§ Фрагмент текста:
####################

А еще Филипу Дику была знакома дрожь, охватывающая искателей истины в тот миг, когда они верят, в тридцать шестой раз, что приблизились к последнему откровению. Ему случается даже ощущать ее и сейчас, что делает его предостережения более весомыми. Он еще не излечился окончательно, но знал, что близок к этому. Болезнь регулярно возвращалась к нему. Каждый год он становился нервным при приближении 17 ноября (печальная дата, связанная с ограблением его дома), и в этот судьбоносный день, забаррикадировавшись, оставался дома вместе с Тессой. Страх Дика был искренним, но не влиял на надежность его умозаключений: это всего лишь приступ паранойи. Он видел себя со стороны, затаившегося за опущенными шторами и стирающего капли пота со лба, подобно тому как Фред видел Боба Арктора. И, сравнивая себя со своим героем, Дик уточнял диагноз: раздвоение личности.

####################

§ Представленный материал:
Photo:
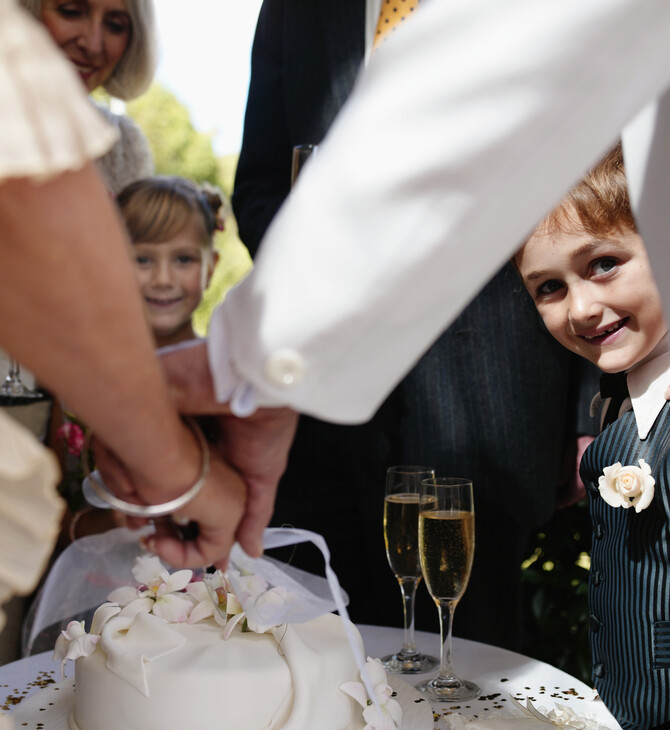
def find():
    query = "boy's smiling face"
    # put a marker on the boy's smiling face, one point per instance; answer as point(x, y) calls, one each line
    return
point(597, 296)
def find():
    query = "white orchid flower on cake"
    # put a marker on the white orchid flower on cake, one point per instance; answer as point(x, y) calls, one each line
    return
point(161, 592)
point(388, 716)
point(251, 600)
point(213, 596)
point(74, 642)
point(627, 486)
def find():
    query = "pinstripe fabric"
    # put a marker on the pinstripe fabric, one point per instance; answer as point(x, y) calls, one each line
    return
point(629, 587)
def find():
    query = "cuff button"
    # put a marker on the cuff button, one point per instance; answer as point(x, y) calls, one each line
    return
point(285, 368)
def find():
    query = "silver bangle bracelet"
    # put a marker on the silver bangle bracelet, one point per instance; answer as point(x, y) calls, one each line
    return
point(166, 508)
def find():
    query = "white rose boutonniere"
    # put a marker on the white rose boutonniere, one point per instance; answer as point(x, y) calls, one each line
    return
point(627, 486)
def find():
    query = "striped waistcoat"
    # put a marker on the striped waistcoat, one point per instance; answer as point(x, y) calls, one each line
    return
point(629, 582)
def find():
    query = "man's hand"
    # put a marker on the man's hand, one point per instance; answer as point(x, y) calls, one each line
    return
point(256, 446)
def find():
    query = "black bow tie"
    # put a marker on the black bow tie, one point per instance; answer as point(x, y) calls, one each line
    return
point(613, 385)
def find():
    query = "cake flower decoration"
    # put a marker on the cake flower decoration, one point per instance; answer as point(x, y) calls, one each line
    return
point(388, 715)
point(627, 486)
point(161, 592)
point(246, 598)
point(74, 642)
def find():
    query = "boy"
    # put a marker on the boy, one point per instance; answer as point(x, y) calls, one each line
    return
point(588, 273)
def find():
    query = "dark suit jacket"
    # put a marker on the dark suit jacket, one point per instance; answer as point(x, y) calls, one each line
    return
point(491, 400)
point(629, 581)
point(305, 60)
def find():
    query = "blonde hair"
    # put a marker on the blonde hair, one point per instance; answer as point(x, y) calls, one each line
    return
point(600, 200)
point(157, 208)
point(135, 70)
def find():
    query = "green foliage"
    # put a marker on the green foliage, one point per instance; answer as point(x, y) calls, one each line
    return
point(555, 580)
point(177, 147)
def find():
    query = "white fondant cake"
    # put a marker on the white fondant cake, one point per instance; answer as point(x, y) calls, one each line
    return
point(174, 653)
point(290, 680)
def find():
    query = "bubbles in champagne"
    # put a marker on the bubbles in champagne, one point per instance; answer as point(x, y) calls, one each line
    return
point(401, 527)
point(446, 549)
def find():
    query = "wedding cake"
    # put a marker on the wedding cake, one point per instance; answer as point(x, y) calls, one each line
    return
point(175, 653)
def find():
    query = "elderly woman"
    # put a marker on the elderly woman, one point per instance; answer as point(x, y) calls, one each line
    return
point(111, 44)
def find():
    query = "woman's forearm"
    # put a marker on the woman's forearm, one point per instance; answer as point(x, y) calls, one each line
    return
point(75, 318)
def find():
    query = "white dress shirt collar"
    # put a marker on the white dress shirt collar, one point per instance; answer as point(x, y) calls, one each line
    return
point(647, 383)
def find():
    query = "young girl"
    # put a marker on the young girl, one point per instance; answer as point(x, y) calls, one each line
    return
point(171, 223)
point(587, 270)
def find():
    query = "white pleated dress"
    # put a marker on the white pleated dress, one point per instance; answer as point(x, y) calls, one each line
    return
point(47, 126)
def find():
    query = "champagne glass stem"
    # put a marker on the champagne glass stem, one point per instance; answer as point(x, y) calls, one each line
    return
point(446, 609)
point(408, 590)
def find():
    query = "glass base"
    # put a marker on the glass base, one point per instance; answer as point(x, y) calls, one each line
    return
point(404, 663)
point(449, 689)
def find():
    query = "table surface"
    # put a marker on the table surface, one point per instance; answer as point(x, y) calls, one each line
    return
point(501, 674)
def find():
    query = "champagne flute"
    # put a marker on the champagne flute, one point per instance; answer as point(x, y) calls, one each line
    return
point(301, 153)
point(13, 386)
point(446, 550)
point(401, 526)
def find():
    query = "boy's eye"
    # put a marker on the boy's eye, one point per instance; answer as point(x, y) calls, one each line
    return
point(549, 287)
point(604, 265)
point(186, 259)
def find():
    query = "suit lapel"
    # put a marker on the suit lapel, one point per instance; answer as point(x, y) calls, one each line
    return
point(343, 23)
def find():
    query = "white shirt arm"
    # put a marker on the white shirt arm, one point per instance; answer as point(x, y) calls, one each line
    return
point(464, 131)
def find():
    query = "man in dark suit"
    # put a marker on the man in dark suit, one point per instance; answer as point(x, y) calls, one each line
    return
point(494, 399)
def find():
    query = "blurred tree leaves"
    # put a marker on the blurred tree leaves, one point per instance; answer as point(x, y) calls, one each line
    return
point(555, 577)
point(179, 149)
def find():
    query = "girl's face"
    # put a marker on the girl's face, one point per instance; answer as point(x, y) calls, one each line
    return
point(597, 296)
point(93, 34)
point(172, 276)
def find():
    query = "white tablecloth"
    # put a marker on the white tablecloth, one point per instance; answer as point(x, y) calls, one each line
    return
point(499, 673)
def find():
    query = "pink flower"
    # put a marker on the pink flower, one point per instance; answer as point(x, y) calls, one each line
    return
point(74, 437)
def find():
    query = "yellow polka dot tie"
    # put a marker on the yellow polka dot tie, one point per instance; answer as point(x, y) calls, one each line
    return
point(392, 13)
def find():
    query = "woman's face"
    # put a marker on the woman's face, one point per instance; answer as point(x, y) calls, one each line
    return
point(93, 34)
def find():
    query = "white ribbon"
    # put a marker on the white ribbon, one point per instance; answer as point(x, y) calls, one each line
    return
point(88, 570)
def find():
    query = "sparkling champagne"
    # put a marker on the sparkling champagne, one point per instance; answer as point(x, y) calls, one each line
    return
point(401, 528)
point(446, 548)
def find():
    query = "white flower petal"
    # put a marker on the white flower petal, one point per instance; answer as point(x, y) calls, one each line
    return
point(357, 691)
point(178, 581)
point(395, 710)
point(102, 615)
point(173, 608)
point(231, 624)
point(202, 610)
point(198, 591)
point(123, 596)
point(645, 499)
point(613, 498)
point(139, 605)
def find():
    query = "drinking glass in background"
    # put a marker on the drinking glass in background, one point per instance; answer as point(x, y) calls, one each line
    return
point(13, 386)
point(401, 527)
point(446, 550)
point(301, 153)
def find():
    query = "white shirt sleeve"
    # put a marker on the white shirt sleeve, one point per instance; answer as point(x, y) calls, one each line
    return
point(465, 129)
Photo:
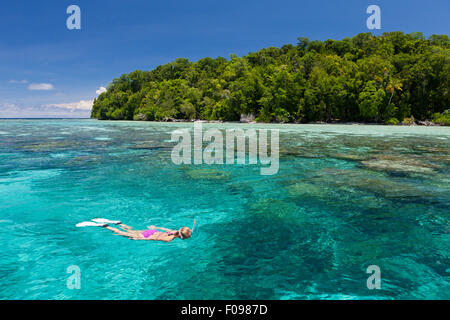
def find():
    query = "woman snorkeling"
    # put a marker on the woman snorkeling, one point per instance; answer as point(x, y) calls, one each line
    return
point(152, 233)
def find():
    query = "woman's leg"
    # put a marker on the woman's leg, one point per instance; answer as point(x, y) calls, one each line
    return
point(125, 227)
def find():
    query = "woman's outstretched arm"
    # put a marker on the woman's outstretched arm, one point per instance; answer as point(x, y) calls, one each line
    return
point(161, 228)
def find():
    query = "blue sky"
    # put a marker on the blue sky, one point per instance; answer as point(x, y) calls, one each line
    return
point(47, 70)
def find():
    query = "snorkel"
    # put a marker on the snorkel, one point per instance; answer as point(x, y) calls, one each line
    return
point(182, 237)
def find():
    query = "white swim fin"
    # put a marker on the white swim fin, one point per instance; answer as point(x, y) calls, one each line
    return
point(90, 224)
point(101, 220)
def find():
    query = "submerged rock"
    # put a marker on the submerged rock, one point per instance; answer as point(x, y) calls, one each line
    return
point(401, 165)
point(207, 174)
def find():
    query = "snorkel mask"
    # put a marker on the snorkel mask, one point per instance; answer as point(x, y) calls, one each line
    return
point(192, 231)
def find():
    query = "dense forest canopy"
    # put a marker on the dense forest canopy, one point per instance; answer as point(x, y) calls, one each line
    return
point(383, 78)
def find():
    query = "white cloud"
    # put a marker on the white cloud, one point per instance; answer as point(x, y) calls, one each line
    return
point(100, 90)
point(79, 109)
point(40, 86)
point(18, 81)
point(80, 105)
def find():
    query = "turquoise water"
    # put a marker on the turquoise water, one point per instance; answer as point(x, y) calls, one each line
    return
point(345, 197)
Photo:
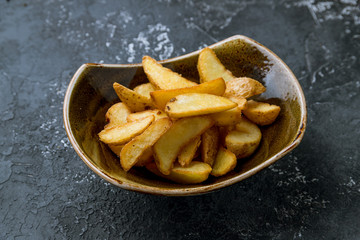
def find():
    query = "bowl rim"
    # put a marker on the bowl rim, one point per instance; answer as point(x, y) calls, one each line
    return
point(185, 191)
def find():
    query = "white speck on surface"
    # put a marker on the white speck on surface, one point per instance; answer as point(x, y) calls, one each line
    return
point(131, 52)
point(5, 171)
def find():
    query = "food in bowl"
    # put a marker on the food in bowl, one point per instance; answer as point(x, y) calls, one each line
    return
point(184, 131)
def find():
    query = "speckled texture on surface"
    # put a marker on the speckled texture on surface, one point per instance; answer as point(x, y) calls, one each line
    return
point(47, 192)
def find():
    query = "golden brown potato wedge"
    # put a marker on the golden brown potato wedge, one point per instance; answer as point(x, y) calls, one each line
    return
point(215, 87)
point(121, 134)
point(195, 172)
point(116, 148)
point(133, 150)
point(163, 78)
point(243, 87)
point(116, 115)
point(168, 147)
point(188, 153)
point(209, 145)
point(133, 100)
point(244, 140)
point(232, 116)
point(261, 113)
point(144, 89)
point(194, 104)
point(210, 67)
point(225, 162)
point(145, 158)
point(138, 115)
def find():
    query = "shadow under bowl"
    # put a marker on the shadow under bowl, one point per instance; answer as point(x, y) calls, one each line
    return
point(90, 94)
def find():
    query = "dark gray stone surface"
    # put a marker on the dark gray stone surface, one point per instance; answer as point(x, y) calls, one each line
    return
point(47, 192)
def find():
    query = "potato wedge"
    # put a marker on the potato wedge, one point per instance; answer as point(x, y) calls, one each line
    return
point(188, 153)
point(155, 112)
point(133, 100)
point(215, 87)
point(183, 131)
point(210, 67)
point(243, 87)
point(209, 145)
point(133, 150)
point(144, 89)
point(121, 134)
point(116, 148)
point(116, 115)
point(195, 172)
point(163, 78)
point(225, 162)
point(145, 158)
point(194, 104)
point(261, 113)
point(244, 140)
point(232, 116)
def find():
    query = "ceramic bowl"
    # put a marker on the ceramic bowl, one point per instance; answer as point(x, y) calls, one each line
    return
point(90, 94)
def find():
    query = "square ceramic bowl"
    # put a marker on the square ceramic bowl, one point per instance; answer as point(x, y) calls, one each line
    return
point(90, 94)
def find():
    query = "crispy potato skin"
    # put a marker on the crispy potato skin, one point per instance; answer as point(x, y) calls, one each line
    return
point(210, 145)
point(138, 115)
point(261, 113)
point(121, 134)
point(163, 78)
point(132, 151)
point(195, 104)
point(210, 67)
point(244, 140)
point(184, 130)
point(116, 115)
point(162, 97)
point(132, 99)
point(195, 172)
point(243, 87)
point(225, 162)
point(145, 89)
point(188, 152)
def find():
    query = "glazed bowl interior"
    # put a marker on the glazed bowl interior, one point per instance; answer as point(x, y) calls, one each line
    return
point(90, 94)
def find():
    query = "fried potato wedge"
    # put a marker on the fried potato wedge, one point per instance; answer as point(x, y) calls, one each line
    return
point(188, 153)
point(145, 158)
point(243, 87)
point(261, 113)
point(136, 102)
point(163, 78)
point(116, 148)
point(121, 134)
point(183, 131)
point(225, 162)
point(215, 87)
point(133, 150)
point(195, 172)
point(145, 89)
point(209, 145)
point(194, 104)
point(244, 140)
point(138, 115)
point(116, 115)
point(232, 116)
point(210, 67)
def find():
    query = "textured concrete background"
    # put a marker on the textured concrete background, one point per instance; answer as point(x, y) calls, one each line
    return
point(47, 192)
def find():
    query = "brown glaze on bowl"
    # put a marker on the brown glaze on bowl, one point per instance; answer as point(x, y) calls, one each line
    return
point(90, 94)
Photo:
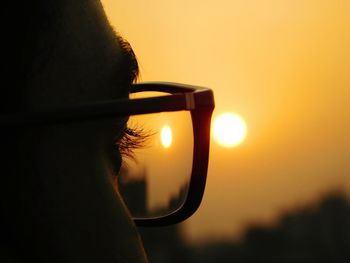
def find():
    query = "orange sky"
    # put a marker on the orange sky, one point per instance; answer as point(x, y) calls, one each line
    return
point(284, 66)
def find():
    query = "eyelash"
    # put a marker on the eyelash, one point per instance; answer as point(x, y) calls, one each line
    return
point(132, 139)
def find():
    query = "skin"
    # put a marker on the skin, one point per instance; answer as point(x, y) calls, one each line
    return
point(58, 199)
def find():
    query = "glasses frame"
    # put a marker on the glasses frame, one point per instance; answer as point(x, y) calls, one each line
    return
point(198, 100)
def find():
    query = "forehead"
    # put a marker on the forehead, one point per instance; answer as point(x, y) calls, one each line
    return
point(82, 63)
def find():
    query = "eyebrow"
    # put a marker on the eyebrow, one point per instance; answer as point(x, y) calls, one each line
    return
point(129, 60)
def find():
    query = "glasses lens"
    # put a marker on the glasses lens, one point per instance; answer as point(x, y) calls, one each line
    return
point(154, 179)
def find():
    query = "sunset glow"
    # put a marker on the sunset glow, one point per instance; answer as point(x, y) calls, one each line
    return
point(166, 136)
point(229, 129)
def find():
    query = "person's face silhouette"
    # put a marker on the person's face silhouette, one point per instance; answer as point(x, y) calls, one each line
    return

####################

§ Задания к упражнению:
1 – Перечислите всех, кто назван по имени во фрагменте о Филипе Дике.
2 – Подхватите фрагмент о Филипе Дике и продолжите его после последнего предложения.

§ Ответы к упражнению:
1 – Филип Дик, Тесса, Фред, Боб Арктор.

2 –
Как и некоторые другие великие люди, страдавшие психическими расстройствами, Филип Дик ясно осознавал свою болезнь, что позволило ему отныне четко разделять такие понятия, как: 1) сочинение книг о том, что организации вроде Экс-Кэлэй на самом деле являются тайными лабораториями, производящими наркотики, или о том, что Никсон — коммунист; 2) вера в это; 3) вера в то, что это правда. Он считал возможным сочинять подобные произведения, в соответствии с тем, что он — писатель-фантаст, и его профессия состоит в изложении подобных гипотез, но верить в это было бы предосудительным. Дик понял: если он верит во что-то, это не обязательно является правдой, поскольку он не только писатель-фантаст, но и закоренелый параноик, склонный путать реальный мир с миром своих книг. Филип весьма гордился ясностью своего сознания и был полон решимости ее придерживаться, но это не мешало ему, как и каждому человеку, избавившемуся от какого-либо порока, считать, что мир без него был бы мрачным.
В последней главе «Дон-Кихота» герой предстает вылечившимся от своего безумия и умирающим вследствие этого выздоровления. Во время агонии он произносит речи одновременно разумные и волнующие, в которых прославляет здравомыслие Санчо Пансы и проклинает рыцарские романы. Это одна из самых грустных глав в мировой литературе.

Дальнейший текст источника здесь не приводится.